Wednesday, August 3, 2016

Body Count Rises as Philippine President Wages War on Drugs


(NewYorkTimes) MANILA — Since Rodrigo Duterte became president of the Philippines just over a month ago, promising to get tough on crime by having the police and the military kill drug suspects, 420 people have been killed in the campaign, according to tallies of police reports by the local news media.

Most were killed in confrontations with the police, while 154 were killed by unidentified vigilantes. This has prompted 114,833 people to turn themselves in, as either drug addicts or dealers, since Mr. Duterte took office, according to national police logs.

Addressing Congress last week in his first State of the Nation address, Mr. Duterte reiterated his take-no-prisoners approach, ordering the police to “triple” their efforts against crime.

“We will not stop until the last drug lord, the last financier and the last pusher have surrendered or been put behind bars or below the ground, if they so wish,” he said.

Source excerpt:
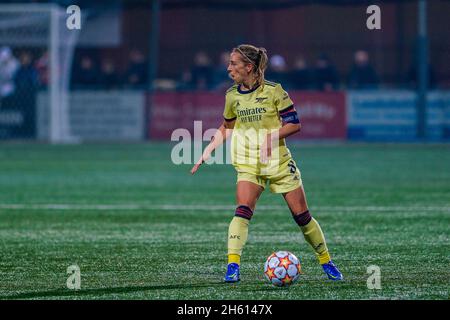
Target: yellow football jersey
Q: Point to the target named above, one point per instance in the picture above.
(257, 112)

Set task: Rewrite the news report starting at "Body Count Rises" and ending at "local news media.", changing "campaign" to "crackdown". The listing is not needed for this work.

Exercise response:
Body Count Rises as Philippine President Wages War on Drugs


(NewYorkTimes) MANILA — Since Rodrigo Duterte became president of the Philippines just over a month ago, promising to get tough on crime by having the police and the military kill drug suspects, 420 people have been killed in the crackdown, according to tallies of police reports by the local news media.